» WORK TO COMPLETE:
**1.** Answer these questions from the forum thread about budget basses:
(a) What scale length does the Ibanez parlor bass have?
(b) Who pointed out the Squire Bronco to the poster?
(c) What does the poster say the Bronco would have cost in 1954?
**2.** Please say whether each statement agrees with the forum thread about budget basses, and back each answer with the deciding words from the thread:
(a) The Ibanez bass has a bone saddle and nut.
(b) The poster bought the Squire Bronco about five years before posting.
(c) The Ibanez tuners fail to hold their tuning.
**3.** Continue the forum thread about budget basses from where it stops.

» DOCUMENT:
>> Start

|
Post by hushnel on Dec 13, 2021 14:54:26 GMT -5
My el cheapo is getting more time than my high end basses.
100% laminated wood, 24.7” scale with a Parlor sized body. Saddle & nut: Plastic, on board Preamp EQ: 2-band, with tuner(generally a deal breaker for me) I don't like the sides or top of any solid wood body with a cut out for on board conveniences.
This Ibanez PNB14E Parlor Acoustic-Electric Bass Guitar is easy to grab, the acoustic volume is fine, tuners work and stay in tune. I can actually use it with an accompanying guitar and it maintains it’s presence. In 1964 this would of been less than $30
On the electric side I picked up this “one in a thousand” Squire Bronco about 5 years ago. It was pointed out to me by a Guitar Center Manager who also builds violins. This bass in 1954 would of been $18.
|
|
jeffscott
Wholenote
Rickenbacker Guru..............
Posts: 139
Age: GOF
|
Post by jeffscott on Dec 13, 2021 18:46:53 GMT -5
Another POV: my first starter bass when I decided to become a bassist was a late '60s 7ender Jazz Bass. You can only go up from there.

>> End

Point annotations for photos

>> Start

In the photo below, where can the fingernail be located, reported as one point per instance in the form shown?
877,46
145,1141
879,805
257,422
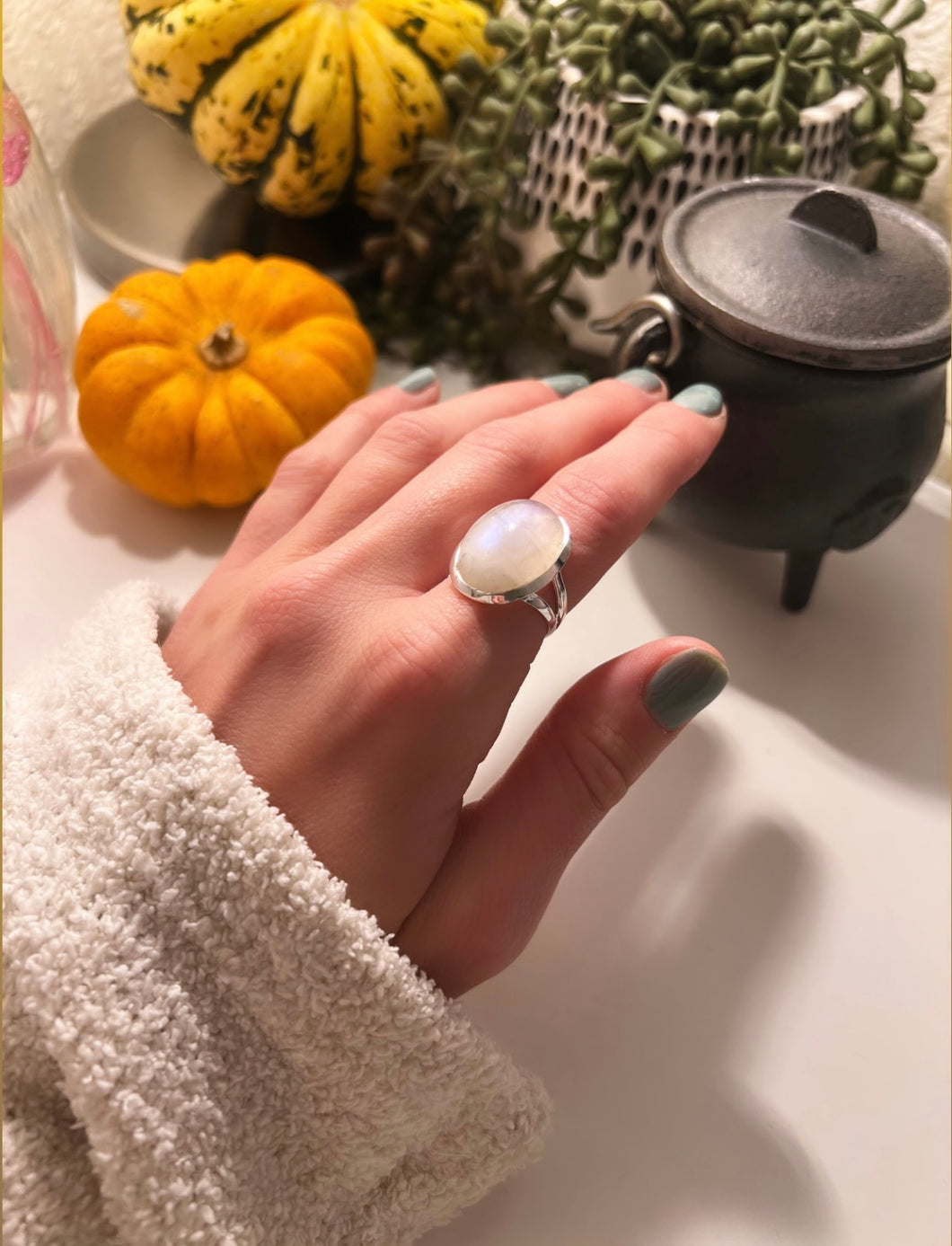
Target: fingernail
566,383
642,379
703,399
418,382
683,686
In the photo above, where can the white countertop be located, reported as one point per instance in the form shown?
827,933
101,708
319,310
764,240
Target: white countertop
739,997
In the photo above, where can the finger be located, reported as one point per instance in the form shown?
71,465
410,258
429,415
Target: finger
404,543
607,498
406,445
514,845
308,470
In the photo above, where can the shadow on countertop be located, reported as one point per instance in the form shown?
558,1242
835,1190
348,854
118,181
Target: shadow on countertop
865,666
639,1027
103,506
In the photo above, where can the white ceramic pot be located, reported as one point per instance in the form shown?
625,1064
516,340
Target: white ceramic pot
556,181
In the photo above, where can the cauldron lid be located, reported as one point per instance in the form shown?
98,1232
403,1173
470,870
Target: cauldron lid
804,270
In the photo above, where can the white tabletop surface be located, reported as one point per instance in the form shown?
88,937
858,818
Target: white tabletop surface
739,997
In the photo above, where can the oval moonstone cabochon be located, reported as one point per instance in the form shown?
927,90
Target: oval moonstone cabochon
517,546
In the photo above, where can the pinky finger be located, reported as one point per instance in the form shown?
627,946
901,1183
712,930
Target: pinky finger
307,471
515,843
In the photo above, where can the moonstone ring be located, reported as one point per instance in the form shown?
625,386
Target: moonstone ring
510,553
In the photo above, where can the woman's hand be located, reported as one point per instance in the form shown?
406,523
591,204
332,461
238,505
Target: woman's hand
362,691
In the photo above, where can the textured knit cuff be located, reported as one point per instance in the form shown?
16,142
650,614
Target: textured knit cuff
250,1056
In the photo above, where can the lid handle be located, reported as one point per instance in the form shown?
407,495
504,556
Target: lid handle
838,216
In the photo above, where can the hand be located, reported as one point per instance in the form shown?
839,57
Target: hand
362,691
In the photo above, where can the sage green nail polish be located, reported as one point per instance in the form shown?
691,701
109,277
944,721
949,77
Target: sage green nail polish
418,382
703,399
642,379
683,686
566,383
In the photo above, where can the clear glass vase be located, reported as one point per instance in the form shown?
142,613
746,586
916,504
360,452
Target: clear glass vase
39,295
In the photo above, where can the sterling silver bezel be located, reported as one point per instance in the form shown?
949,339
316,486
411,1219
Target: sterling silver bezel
523,591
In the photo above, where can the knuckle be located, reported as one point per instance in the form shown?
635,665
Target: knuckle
410,437
602,763
307,466
501,444
594,508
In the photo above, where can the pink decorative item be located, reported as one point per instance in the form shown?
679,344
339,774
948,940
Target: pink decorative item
39,296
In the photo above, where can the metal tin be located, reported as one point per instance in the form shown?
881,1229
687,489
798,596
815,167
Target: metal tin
823,315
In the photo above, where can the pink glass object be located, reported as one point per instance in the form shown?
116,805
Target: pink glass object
39,296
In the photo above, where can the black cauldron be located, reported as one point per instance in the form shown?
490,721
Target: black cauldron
823,315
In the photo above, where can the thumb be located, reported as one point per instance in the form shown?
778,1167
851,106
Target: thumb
514,845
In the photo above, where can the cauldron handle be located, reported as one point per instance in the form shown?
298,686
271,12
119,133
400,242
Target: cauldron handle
800,570
647,333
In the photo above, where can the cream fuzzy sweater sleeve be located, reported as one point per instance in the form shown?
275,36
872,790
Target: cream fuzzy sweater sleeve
205,1043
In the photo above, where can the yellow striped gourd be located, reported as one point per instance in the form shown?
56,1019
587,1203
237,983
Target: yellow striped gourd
309,102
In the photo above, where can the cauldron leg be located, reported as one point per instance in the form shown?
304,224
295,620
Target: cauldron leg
800,573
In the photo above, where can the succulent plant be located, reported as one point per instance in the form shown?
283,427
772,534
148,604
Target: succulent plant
451,278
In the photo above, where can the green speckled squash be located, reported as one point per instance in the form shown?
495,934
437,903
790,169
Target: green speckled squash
311,102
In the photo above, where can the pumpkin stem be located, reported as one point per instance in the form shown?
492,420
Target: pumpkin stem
224,348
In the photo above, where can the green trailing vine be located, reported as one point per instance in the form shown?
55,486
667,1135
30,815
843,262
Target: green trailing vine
447,273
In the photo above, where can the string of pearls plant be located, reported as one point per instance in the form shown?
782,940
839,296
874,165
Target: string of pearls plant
450,278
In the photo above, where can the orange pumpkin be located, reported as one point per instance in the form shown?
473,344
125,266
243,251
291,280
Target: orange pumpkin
193,388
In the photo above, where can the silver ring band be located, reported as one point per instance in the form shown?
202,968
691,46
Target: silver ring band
552,617
511,553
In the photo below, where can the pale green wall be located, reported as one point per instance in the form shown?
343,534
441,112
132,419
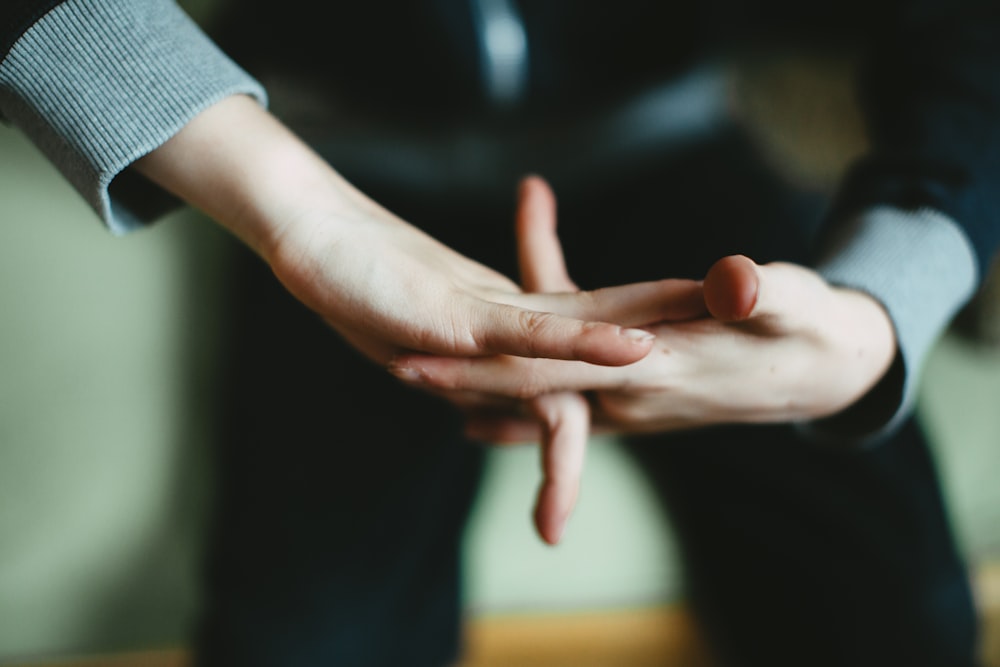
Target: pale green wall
105,397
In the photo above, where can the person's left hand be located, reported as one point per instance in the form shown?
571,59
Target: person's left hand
778,344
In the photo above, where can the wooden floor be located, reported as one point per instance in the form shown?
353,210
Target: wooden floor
656,637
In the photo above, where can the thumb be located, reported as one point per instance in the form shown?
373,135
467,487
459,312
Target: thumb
565,421
539,253
732,289
778,294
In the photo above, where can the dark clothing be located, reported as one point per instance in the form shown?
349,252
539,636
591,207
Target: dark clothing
343,495
338,536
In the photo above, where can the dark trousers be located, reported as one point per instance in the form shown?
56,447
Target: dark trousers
343,495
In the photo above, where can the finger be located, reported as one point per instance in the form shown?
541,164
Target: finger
540,256
505,329
501,429
731,288
565,419
780,294
511,376
632,305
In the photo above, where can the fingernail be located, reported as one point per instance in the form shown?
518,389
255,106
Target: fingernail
407,374
638,335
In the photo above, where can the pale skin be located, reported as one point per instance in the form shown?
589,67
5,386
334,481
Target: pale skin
749,344
464,330
384,285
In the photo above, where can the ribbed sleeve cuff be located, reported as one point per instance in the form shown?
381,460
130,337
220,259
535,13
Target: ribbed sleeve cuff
97,84
922,268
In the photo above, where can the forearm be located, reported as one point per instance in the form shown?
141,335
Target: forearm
252,175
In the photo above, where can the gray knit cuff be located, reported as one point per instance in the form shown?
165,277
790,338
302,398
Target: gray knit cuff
97,84
922,268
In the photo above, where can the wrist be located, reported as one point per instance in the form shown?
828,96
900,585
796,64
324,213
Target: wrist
248,172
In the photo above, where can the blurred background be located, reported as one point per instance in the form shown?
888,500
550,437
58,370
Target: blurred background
107,400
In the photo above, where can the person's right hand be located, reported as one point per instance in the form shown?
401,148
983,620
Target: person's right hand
384,285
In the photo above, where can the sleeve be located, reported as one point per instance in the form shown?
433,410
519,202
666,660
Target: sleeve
916,221
97,84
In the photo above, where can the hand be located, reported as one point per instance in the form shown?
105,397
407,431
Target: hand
384,285
560,421
780,345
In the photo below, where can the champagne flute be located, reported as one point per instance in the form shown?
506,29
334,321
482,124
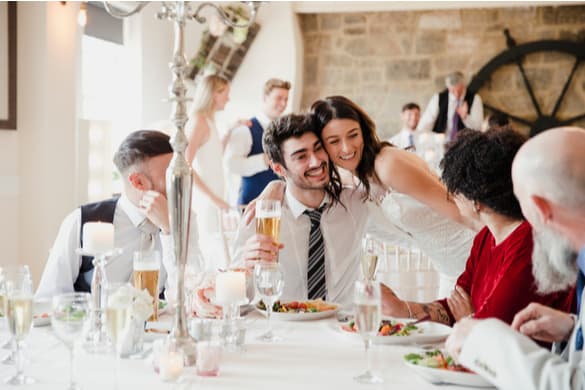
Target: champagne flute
268,218
367,317
117,320
18,288
269,280
369,258
69,320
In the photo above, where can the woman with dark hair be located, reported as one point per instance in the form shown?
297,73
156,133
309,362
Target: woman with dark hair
498,280
414,203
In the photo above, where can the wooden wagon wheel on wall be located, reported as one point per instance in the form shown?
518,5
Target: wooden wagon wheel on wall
515,54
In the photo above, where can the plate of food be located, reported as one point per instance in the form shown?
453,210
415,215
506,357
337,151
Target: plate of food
42,309
300,310
404,331
439,368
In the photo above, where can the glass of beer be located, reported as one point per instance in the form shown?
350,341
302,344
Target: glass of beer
18,310
268,218
146,272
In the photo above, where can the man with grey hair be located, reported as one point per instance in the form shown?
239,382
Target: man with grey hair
549,181
452,109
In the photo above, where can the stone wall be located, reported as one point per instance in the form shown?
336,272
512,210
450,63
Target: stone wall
385,59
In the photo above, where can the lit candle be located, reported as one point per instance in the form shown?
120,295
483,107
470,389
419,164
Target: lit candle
170,366
230,287
98,237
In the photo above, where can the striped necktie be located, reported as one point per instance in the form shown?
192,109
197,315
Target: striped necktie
316,283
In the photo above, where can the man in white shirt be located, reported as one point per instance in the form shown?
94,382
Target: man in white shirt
549,181
244,155
312,187
409,117
140,218
452,109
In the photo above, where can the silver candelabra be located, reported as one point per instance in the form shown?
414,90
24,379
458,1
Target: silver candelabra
179,179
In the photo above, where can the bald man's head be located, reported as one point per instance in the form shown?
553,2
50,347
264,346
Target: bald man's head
549,181
552,165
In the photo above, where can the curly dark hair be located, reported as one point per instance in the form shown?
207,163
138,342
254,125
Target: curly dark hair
296,125
340,107
479,166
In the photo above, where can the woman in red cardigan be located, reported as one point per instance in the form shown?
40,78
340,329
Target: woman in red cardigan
497,280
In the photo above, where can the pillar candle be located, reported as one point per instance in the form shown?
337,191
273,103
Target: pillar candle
230,287
98,237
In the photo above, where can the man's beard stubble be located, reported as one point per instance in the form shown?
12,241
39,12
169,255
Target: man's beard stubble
554,262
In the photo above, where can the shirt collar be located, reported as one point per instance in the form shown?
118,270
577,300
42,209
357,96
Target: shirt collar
296,207
132,211
263,119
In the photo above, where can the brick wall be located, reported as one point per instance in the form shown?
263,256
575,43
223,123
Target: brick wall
385,59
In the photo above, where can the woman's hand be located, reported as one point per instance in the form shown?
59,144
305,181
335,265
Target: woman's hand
392,305
460,304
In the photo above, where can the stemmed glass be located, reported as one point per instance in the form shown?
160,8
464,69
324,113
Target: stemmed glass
18,290
117,321
367,317
7,273
369,258
269,280
69,320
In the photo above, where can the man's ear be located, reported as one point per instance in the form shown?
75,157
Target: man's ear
138,181
543,208
278,169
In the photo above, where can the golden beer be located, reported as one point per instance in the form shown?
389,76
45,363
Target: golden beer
269,226
145,276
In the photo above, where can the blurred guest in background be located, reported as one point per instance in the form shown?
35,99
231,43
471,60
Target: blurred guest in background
409,117
244,153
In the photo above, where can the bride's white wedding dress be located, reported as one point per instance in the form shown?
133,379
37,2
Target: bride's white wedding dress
208,163
406,221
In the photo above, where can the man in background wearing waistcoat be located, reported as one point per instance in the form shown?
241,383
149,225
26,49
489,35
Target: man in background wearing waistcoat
452,109
140,217
244,153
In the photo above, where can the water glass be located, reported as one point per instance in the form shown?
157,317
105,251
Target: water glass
69,320
18,308
367,317
269,280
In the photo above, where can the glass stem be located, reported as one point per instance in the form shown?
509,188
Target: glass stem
268,313
71,370
19,359
367,343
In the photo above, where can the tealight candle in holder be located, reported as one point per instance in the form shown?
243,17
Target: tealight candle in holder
170,364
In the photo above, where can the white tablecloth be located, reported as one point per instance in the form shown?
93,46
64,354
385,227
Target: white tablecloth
312,355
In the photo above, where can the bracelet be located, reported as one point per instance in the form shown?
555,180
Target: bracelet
409,311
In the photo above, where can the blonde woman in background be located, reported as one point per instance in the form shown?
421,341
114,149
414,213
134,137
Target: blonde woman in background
204,153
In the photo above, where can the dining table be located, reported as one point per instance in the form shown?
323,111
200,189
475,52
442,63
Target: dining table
315,354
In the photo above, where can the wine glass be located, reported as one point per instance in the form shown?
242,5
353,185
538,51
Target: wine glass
269,280
367,318
18,290
369,258
69,320
118,307
7,273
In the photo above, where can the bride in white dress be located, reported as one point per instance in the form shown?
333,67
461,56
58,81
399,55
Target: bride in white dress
415,205
204,153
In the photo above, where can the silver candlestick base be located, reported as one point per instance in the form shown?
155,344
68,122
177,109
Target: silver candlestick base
97,340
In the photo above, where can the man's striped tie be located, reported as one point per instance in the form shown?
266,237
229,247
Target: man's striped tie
316,284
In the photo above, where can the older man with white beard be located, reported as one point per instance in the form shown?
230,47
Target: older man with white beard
549,181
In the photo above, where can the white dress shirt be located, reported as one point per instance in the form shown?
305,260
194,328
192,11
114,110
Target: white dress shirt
402,139
239,146
62,267
473,121
342,229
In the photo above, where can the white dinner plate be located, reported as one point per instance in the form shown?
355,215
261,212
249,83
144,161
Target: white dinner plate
42,309
302,316
441,376
427,333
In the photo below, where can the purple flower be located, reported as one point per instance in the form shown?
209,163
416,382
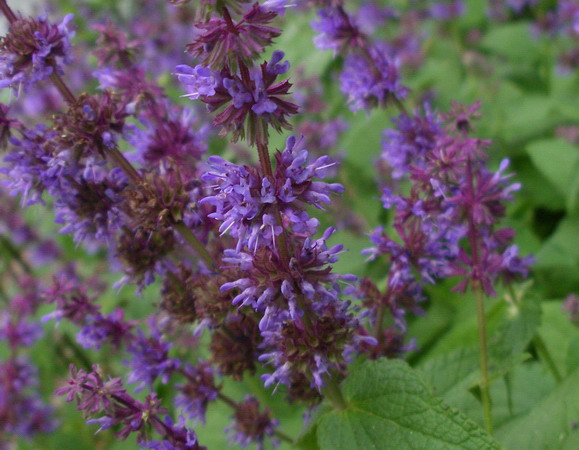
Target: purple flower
198,81
410,141
251,426
248,101
369,80
222,41
337,31
150,359
197,392
100,329
449,10
245,199
33,49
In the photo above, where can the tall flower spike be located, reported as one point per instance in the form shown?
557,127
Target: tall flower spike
251,426
224,42
245,199
246,103
33,49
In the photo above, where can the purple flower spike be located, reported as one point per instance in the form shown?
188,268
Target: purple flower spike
33,49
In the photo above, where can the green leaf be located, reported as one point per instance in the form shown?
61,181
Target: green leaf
308,440
551,424
513,41
558,161
558,260
561,337
391,407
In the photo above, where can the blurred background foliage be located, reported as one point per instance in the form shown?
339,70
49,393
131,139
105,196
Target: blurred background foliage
527,106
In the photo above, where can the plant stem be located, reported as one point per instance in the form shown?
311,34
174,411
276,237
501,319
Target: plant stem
544,354
116,155
192,240
484,360
334,393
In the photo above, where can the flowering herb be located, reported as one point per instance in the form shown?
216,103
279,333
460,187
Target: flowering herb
203,259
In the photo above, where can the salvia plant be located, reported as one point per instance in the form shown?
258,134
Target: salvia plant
303,224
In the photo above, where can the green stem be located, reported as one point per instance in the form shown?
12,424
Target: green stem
15,253
334,393
484,360
546,356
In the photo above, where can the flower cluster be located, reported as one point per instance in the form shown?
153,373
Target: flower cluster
248,102
33,50
23,411
93,394
446,225
247,200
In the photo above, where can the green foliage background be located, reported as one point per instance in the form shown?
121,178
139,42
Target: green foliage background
524,101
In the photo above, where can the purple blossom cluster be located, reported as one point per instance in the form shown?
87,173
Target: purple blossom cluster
446,226
23,411
94,395
371,68
236,247
33,50
248,101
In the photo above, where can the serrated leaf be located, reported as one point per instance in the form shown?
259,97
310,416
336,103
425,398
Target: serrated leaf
551,424
558,161
513,41
560,336
558,260
391,407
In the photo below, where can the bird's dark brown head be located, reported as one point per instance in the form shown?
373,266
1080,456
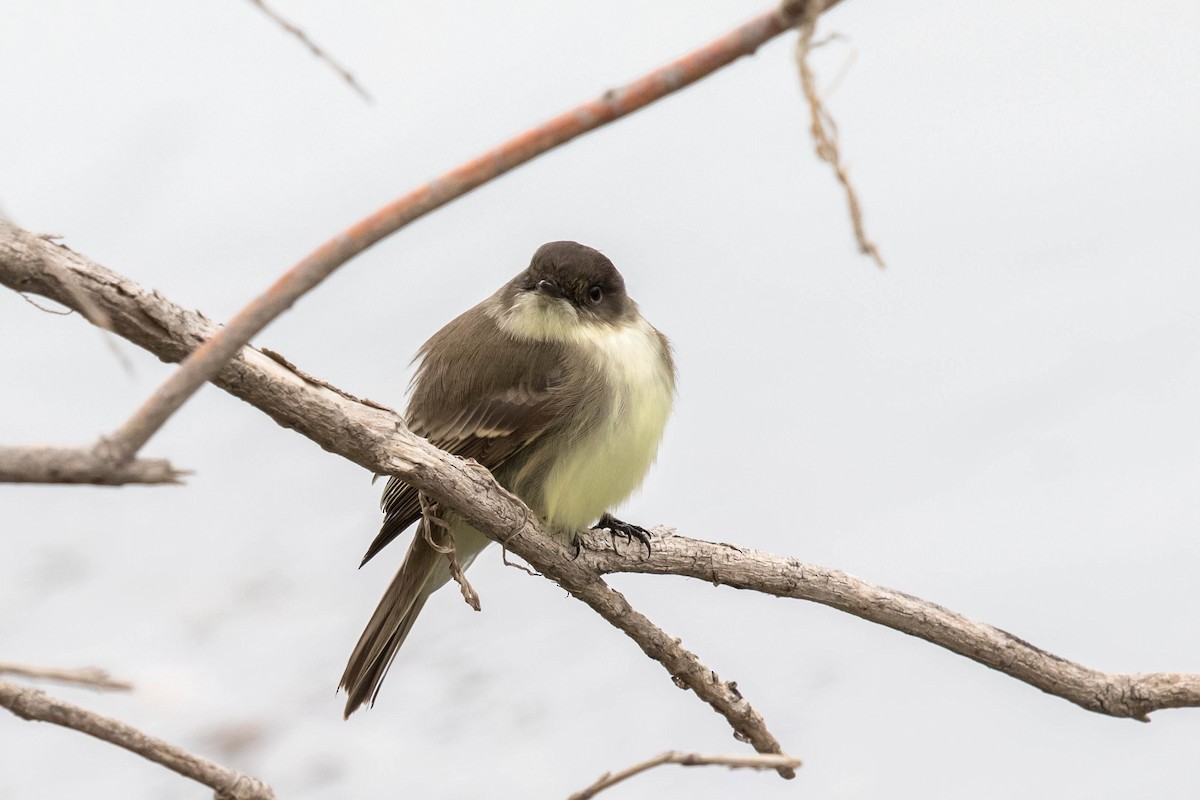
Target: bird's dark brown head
580,276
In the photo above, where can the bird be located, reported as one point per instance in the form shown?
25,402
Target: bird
559,386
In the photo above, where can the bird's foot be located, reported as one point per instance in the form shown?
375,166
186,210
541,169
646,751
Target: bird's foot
617,528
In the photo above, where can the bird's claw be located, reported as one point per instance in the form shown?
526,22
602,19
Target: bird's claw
617,528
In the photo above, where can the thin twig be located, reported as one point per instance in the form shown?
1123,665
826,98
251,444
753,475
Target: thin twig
89,677
43,464
316,50
759,762
377,440
207,360
37,705
430,519
825,130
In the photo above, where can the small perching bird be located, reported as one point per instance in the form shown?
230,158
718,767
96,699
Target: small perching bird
556,384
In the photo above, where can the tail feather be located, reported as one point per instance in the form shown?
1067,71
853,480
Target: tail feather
424,571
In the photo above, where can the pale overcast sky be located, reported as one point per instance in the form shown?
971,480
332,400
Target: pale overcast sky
1003,421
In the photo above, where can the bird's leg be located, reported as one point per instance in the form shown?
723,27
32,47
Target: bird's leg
617,528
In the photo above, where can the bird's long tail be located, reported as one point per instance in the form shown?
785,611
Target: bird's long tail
424,571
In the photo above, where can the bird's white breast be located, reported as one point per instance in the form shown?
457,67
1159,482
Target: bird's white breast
609,462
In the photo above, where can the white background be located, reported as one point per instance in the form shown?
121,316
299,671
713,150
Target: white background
1003,421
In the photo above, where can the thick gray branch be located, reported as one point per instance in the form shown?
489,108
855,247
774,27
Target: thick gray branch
376,438
1116,695
370,435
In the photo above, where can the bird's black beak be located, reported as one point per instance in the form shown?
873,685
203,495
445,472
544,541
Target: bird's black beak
550,288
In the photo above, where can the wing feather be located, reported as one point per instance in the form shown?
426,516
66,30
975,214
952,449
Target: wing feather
481,403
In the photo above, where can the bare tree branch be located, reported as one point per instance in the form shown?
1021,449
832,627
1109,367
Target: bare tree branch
377,439
822,126
1113,693
85,464
687,759
37,705
89,677
312,47
208,359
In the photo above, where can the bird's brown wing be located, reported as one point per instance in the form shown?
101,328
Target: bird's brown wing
503,395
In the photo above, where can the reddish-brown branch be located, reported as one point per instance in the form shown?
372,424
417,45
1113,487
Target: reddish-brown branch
207,360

>> End

» ANSWERS FOR THE EXERCISE:
**1.**
(a) 24.7”
(b) A Guitar Center manager who also builds violins
(c) $18

**2.**
(a) No: "Saddle & nut: Plastic"
(b) Yes: "I picked up this “one in a thousand” Squire Bronco about 5 years ago."
(c) No: "tuners work and stay in tune."

**3.**
|
|
|
Post by themaestro on Dec 13, 2021 23:23:37 GMT -5
My first bass was around 1973. I was a poor college student and finally got the $55 it took for a mail-order Japanese Hofner Beatle bass copy. What a complete piece of junk. Terrible frets. The action was a mile high (well, only a quarter-mile high. After about a year, I moved on to a more decent, but still sub-par Jazz copy. I forget the price, but it was about $125. 1979, I plunked down $350 for a brand new Peavey T-40. Wow, that new CNC manufacturing made for a consistently good product. It really changed the low-end guitar/bass world.
These days, it is hard to get a bad cheap instrument. Yeah, the tuners and hardware may be junky. The fret ends may need a little dressing, but necks are decent, the frets are all in the right places and everything intonates.
I have a S101 Pbass copy that I bought for $100 used. I can't find one thing wrong with it and I have gigged it. I have bought a couple real cheapies ($100 or less used) that I gave to kids that wanted to learn how to play. I had the cheapest Squier Pbass (Afinity model) and with a setup, it was a great playing instrument.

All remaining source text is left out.